BEGIN EXTRACTED ENTRIES

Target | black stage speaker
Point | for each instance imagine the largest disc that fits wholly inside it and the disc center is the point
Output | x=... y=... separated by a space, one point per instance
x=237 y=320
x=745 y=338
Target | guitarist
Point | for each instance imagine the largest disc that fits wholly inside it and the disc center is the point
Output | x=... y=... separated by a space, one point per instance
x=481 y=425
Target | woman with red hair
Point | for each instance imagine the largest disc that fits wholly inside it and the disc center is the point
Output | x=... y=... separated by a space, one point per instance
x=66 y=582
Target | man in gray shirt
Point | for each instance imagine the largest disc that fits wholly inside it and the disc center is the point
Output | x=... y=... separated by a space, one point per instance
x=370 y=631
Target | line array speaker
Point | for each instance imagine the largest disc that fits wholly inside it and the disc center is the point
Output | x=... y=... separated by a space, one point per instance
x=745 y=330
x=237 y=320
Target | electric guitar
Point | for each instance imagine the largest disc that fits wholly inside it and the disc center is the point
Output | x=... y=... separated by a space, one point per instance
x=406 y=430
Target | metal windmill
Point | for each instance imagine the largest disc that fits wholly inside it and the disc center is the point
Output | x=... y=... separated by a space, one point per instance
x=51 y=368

END EXTRACTED ENTRIES

Copy out the full listing, exactly as it stands.

Target | black stage speaker
Point | for each instance imagine the largest disc that fits wholly inside it and the disc center is the point
Output | x=... y=... separated by a space, one point per instance
x=237 y=320
x=745 y=338
Target | guitarist
Point | for each instance imagine the largest disc that fits wholly inside it and the disc center is the point
Output | x=... y=... separated by a space, one point per instance
x=481 y=425
Target | woman with red hair
Point | for each instance imagine the largest disc that fits wholly inside it and the disc center is the point
Output | x=... y=... separated by a space, one point per instance
x=66 y=582
Target | man in gray shirt
Point | for each instance imagine the largest disc that fits wholly inside it and the disc center is the point
Output | x=... y=... separated by a space, one point per instance
x=370 y=631
Target | line array speaker
Point | for each instance imagine the largest disc that fits wholly inside it and the disc center is the point
Output | x=... y=... separated by a space, one point per instance
x=745 y=330
x=237 y=320
Target | electric guitar
Point | for each instance imagine the largest disc that fits wholly inside it and the disc center is the point
Output | x=... y=... separated by a space, one point per instance
x=406 y=430
Target | metal windmill
Point | for each instance imagine the largest disc that fits wholly inside it and the disc center is the point
Output | x=... y=... separated by a space, one point per instance
x=51 y=368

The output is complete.